(Collected data)

· · · · · · ·

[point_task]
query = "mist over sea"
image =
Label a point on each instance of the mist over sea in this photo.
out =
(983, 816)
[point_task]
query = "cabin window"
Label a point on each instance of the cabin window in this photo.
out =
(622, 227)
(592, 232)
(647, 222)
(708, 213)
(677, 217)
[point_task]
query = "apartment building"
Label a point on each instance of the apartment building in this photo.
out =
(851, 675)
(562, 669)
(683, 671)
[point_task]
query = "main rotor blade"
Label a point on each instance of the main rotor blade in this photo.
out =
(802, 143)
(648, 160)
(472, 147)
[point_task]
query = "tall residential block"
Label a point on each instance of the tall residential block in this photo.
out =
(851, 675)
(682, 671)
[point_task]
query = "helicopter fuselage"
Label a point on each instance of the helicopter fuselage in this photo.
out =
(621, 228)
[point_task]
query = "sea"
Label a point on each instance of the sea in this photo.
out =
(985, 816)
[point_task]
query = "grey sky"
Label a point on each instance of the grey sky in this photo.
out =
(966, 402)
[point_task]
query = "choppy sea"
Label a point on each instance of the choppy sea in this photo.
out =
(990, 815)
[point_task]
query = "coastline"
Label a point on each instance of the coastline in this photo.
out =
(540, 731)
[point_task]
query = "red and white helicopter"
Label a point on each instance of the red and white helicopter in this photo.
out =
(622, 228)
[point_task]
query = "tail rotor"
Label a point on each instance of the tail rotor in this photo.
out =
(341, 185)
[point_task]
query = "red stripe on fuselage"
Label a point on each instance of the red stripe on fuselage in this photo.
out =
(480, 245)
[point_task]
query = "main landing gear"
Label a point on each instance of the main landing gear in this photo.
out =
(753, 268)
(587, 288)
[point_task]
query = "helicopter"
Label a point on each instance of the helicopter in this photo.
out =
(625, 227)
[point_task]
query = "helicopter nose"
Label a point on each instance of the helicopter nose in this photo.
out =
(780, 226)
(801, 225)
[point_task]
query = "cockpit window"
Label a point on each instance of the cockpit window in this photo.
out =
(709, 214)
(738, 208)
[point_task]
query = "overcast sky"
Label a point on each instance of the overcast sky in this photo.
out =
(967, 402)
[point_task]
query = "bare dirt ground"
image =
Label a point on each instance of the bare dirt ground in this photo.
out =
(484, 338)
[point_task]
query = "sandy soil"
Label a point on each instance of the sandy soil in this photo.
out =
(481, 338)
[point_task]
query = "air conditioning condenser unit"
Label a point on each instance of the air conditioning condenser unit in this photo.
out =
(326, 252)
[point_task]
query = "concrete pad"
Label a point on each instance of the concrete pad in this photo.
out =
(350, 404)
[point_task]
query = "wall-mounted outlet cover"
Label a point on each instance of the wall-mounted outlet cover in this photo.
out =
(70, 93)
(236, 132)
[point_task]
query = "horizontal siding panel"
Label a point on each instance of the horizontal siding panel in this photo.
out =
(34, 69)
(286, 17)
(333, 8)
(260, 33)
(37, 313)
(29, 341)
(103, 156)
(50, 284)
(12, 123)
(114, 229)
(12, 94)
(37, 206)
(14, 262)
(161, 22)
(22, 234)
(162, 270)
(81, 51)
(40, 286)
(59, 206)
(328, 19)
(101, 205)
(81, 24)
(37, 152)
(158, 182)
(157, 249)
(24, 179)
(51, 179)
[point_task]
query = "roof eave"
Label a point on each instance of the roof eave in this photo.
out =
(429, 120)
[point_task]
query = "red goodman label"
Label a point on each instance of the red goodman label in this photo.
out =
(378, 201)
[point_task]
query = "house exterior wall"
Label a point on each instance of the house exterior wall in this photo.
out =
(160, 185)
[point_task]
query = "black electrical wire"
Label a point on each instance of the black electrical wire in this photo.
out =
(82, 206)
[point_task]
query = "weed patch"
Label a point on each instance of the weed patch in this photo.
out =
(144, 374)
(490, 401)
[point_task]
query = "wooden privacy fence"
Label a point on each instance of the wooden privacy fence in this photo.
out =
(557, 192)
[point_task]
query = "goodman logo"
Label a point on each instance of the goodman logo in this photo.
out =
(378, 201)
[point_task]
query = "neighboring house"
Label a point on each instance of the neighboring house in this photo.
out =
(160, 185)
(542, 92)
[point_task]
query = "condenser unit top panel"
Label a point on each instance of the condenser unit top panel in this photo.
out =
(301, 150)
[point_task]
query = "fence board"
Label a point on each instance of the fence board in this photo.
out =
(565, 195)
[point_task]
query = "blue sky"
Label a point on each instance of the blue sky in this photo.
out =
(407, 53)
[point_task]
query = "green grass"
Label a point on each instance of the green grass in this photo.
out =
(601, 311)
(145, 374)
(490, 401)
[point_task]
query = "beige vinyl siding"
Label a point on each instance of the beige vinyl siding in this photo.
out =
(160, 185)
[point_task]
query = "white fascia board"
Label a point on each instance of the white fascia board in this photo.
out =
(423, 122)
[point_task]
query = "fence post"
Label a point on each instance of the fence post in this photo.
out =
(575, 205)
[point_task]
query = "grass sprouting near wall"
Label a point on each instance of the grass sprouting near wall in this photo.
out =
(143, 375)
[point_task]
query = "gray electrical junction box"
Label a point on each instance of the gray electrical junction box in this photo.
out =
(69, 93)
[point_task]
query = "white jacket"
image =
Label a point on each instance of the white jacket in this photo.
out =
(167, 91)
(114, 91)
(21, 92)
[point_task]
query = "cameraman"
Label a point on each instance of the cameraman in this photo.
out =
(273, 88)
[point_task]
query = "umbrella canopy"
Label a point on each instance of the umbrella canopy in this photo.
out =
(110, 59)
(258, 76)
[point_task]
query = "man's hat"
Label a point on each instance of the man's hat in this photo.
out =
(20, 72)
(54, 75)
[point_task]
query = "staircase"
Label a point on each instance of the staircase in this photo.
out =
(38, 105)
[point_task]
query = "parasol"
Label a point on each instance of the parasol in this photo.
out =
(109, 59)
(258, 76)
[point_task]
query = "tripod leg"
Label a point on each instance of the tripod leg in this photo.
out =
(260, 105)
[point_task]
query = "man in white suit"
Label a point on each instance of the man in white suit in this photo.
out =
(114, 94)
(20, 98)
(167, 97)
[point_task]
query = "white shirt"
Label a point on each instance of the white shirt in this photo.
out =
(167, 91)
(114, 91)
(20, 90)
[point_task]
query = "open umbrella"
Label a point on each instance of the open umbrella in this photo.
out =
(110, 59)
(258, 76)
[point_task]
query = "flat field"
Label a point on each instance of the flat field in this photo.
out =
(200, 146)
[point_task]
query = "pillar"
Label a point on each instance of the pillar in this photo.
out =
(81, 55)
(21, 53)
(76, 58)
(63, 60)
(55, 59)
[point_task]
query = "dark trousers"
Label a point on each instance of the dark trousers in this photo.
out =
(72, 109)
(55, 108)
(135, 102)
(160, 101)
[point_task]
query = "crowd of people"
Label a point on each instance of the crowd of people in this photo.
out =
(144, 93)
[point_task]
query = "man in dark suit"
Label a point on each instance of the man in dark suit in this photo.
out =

· · · · · · ·

For the records above, state how many lines contain "pillar". Add nothing to the number.

2